=== Given text ===

....

A new experimental drug has confounded scientists after it appeared to reverse age-related cognitive decline in mice seemingly overnight. The research has far-reaching implications for a number of degenerative disease treatments.
A new study tested how effective a drug called ISRIB was in reversing age-related declines in memory and mental flexibility in mice. The team of scientists from the University of California, San Francisco (UCSF) found startling results.
The research suggests age-related cognitive losses may be caused by a kind of reversible physiological “blockage” rather than more “permanent degradation,” according to researcher Susanna Rosi.
Instead, it appears that cognitive capacities are not irrevocably lost but have been blocked and lay dormant as a result of a mechanism known as the integrated stress response (ISR). This blockage is triggered by a “vicious cycle of cellular stress,” according to Peter Walter, a professor in the UCSF Department of Biochemistry and Biophysics.
Previous studies on mice involving ISRIB found that even brief treatment with the drug can restore normal brain function after a traumatic brain injury almost overnight.
Scientists view traumatic brain injuries as analogous to accelerated, age-related cognitive decline, so they wanted to test the drug in that arena by rebooting cells’ protein production machinery after they become throttled by the mechanism.

....

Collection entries
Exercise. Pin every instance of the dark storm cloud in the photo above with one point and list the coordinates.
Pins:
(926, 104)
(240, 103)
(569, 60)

....

=== Exercise brief ===
Write out the ISRIB article word for word from "Previous studies on" up to and including "by the mechanism.". These records have no connection to the ISRIB article.

=== Solution to this problem ===
Previous studies on mice involving ISRIB found that even brief treatment with the drug can restore normal brain function after a traumatic brain injury almost overnight.
Scientists view traumatic brain injuries as analogous to accelerated, age-related cognitive decline, so they wanted to test the drug in that arena by rebooting cells’ protein production machinery after they become throttled by the mechanism.